Point localization data

--*--

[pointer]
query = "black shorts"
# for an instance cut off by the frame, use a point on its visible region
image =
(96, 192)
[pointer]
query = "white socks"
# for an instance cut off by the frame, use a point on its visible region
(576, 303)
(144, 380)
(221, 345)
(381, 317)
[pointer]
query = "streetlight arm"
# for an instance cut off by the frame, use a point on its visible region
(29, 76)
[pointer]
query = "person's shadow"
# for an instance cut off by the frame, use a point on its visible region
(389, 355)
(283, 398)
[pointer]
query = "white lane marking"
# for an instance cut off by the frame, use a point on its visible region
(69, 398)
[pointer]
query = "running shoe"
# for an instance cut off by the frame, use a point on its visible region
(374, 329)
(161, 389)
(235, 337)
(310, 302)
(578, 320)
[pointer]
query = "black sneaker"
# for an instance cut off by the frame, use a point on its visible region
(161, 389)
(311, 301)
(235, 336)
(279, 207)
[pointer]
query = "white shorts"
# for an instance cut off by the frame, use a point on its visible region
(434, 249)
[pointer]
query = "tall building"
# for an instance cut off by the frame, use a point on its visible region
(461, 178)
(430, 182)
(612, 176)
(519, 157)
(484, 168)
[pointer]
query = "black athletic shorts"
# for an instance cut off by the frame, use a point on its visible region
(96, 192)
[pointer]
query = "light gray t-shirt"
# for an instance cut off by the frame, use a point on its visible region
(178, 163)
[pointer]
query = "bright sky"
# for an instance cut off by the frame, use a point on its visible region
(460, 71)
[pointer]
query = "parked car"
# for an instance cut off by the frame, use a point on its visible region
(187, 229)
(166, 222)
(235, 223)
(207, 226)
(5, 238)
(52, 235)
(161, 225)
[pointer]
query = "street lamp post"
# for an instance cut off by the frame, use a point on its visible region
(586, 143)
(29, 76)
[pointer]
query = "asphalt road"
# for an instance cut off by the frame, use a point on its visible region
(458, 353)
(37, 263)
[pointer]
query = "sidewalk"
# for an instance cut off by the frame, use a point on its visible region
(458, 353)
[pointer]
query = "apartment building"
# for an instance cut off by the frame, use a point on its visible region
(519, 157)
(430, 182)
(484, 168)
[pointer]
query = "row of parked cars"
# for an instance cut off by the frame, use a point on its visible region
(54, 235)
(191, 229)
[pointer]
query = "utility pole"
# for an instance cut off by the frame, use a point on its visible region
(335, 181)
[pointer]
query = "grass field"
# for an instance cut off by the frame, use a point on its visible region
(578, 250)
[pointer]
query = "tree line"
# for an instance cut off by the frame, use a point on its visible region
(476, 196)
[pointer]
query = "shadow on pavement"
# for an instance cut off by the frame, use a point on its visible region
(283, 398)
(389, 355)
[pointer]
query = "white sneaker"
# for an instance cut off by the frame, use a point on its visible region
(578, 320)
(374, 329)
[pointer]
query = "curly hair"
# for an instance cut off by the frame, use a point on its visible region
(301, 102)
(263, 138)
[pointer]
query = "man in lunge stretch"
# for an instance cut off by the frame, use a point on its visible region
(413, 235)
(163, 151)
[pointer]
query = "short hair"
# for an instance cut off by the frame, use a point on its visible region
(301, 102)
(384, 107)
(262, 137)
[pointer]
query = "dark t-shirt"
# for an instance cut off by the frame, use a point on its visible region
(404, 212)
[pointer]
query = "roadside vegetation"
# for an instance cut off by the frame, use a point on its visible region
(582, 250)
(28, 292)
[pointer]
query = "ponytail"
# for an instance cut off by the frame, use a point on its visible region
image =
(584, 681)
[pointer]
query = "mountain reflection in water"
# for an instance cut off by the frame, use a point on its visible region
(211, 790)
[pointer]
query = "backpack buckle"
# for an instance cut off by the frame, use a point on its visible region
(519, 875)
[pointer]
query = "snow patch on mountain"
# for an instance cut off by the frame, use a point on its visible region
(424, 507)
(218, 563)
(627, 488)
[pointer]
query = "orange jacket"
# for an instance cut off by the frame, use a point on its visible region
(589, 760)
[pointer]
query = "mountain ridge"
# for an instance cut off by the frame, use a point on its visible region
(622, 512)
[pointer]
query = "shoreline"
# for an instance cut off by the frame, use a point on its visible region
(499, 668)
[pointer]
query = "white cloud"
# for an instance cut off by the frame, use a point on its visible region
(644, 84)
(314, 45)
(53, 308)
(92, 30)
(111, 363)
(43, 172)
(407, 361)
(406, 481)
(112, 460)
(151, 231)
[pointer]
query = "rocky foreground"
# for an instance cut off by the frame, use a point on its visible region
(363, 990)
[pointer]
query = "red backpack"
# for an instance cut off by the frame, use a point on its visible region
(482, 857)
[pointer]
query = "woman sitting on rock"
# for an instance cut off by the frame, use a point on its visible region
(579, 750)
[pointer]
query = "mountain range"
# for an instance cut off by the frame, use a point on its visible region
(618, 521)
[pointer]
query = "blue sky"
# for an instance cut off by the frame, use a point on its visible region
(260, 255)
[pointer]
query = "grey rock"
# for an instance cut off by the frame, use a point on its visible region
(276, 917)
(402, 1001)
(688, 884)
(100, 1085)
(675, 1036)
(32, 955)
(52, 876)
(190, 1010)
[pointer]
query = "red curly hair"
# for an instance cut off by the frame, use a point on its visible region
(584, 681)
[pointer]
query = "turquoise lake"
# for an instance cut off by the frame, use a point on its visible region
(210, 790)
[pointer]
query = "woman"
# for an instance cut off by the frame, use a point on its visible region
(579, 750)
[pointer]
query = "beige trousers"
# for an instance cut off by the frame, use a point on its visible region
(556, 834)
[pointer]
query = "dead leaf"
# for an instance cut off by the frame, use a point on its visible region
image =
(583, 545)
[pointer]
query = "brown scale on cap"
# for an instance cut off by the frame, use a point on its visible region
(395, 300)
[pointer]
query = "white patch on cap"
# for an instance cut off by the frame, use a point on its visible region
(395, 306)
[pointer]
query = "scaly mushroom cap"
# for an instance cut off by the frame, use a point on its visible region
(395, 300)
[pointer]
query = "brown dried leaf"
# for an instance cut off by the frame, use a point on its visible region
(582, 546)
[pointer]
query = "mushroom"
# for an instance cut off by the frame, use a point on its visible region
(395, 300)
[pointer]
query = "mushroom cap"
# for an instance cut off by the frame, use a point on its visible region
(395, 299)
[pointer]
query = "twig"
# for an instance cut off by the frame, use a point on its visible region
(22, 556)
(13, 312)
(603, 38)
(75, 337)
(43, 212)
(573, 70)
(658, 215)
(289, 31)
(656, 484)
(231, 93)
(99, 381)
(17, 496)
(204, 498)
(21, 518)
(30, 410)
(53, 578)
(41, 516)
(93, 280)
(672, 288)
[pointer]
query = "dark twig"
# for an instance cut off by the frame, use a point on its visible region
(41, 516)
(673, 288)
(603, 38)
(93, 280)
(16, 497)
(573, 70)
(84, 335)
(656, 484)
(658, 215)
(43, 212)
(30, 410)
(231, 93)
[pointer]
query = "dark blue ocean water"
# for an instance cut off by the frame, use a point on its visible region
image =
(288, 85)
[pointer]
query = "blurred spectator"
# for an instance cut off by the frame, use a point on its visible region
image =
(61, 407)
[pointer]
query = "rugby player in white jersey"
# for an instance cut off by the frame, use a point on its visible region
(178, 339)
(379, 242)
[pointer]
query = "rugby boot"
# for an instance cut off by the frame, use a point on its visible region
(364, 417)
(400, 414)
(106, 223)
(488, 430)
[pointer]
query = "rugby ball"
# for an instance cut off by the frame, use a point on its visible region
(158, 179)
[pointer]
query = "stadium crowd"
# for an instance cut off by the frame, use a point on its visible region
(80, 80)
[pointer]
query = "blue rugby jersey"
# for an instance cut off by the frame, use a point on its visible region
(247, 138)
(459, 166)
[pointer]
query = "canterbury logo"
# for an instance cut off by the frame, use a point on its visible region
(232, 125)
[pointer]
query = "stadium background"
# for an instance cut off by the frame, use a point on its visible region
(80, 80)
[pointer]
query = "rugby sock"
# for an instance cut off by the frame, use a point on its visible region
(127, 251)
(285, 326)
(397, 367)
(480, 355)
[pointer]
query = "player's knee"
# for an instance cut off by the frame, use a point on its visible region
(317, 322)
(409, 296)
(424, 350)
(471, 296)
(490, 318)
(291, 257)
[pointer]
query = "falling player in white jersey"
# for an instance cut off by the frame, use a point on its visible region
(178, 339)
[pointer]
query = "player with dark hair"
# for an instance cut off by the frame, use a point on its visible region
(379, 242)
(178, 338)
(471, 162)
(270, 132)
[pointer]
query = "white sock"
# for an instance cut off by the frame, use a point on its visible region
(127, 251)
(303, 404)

--*--

## HOW TO COMPLETE THIS TASK
Your answer must be every line from the entries that contains the string "curly", copied as it stands.

## SOLUTION FOR THIS EXERCISE
query = "curly hair"
query = "red curly hair"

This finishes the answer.